◆ WHAT TO PRODUCE:
For each entry below, copy the text exactly and leave out any picture.

◆ RECORDS FOR PROCESSING:
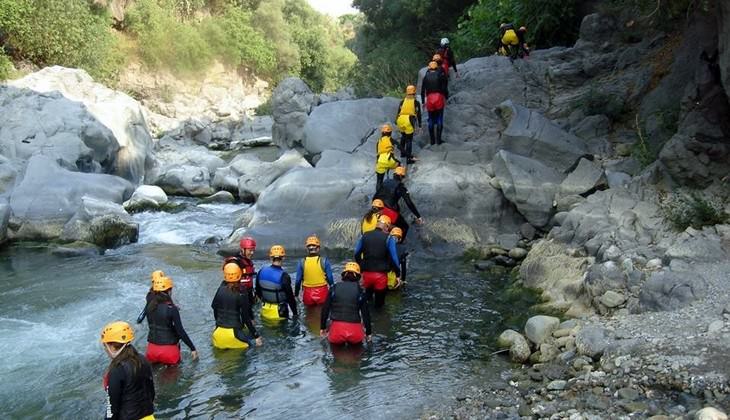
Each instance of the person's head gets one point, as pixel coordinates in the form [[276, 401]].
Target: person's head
[[277, 254], [248, 246], [351, 272], [312, 243]]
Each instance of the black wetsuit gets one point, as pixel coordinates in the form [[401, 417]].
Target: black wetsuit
[[130, 394], [231, 309]]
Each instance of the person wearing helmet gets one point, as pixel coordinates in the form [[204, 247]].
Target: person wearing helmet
[[231, 310], [376, 253], [128, 380], [150, 294], [314, 274], [273, 287], [447, 57], [392, 191], [409, 113], [371, 217], [166, 329], [347, 308], [434, 93], [386, 160]]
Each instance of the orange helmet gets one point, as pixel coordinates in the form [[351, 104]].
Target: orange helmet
[[232, 272], [161, 284]]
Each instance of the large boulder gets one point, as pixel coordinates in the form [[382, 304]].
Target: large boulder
[[49, 196], [127, 148], [292, 101], [528, 184]]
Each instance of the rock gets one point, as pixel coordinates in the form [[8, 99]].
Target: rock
[[90, 127], [612, 299], [292, 101], [529, 184], [592, 341], [586, 177], [531, 135], [221, 197], [539, 328], [670, 290]]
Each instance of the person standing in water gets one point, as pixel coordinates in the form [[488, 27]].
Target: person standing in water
[[128, 379], [166, 329]]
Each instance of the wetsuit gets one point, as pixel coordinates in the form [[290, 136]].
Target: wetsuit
[[273, 287], [347, 307], [130, 393], [392, 191], [376, 253], [231, 311], [166, 331], [434, 93], [314, 273]]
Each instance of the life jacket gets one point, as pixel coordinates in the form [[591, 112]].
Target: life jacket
[[272, 288], [162, 331], [313, 272], [375, 255], [344, 304]]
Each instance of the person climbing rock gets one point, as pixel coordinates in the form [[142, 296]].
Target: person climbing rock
[[371, 217], [386, 160], [128, 379], [409, 113], [273, 287], [393, 281], [392, 191], [155, 275], [376, 253], [231, 309], [447, 57], [347, 308], [166, 329], [314, 274], [434, 93]]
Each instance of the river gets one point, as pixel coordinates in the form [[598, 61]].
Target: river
[[430, 341]]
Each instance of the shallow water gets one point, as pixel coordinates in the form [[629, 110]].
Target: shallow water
[[430, 340]]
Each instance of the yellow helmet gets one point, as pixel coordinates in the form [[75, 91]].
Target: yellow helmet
[[312, 240], [232, 272], [277, 251], [161, 284], [117, 332], [351, 267]]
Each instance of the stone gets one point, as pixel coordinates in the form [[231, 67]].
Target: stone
[[539, 328]]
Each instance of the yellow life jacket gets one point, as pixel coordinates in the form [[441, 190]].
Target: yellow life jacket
[[313, 272]]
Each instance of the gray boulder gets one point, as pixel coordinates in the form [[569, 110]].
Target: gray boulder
[[528, 184]]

◆ TASK RESPONSE:
Each instance of the person's head gets one point, as pixel coordinates in the form [[276, 401]].
Target: person's head
[[277, 254], [248, 246], [351, 272], [312, 243]]
Each instance of the black wetsuit gets one point, as pixel coordinates in the form [[401, 417]].
Target: black wetsuit
[[130, 394], [231, 309]]
Each instance of the person wearing helmet gets one point, as pixel coordinates in the form [[204, 247]].
Target: person wearing helmet
[[231, 310], [376, 253], [128, 380], [150, 294], [314, 274], [273, 287], [447, 57], [392, 191], [409, 113], [371, 217], [166, 329], [347, 308], [434, 93], [386, 160]]
Each instance of the orange helmet gets one point, as pixel coordinates in the form [[351, 104]].
Target: orange helmet
[[232, 272], [161, 284]]
Each instance of the large boulder gets one point, as pixel coordinates in the form [[382, 304]].
Target: large boulder
[[49, 196], [127, 148], [292, 101], [528, 184]]
Each instance of the rock gets one point, as pixel coordinates in the form [[8, 99]].
Target: rock
[[90, 127], [612, 299], [292, 101], [529, 184], [592, 341], [586, 177], [531, 135], [221, 197], [539, 328], [670, 290]]
Each instance of the person standing in water gets one point, as pixel coordinates in the form [[488, 27]].
Target: person standing in water
[[128, 379], [166, 329]]
Each instance of the wetsuit gets one point, as pixel coordinates in the form [[290, 136]].
Target: wetsuit
[[273, 287], [347, 307], [130, 393], [392, 191], [376, 253], [231, 311], [166, 331], [434, 93], [314, 273]]
Each instance of the life jacket gets one point, as pixel coordinates in the form [[591, 112]].
Target: life jacket
[[272, 288], [162, 331], [313, 272], [375, 255], [344, 304]]
Each instance of the person climbing rock gets one point, as pixel coordinates in the form [[142, 296]].
Target: person climbing rock
[[371, 217], [386, 160], [128, 379], [409, 113], [273, 287], [393, 281], [392, 191], [155, 275], [376, 253], [231, 309], [447, 57], [347, 308], [166, 329], [314, 274], [434, 93]]
Each instance of the river gets one point, as pixel coordinates in the form [[598, 61]].
Target: river
[[430, 341]]
Each instance of the shallow water gets one point, as pixel coordinates in the form [[629, 110]].
Target: shallow water
[[430, 340]]
Each instance of the yellow helmet gets one point, as pixel coordinates in the form [[75, 91]].
Target: yellow helmet
[[312, 240], [232, 272], [277, 251], [161, 284], [117, 332], [351, 267]]
Each instance of the stone gets one point, as pixel coordinates in the form [[231, 67]].
Target: stone
[[539, 328]]
Each instance of the yellow life jacket gets one point, as pixel coordinates in the form [[441, 190]].
Target: yellow life jacket
[[313, 272]]
Each instance of the gray boulder gets one point, as pixel coordinates in the form [[569, 110]].
Target: gray boulder
[[528, 184]]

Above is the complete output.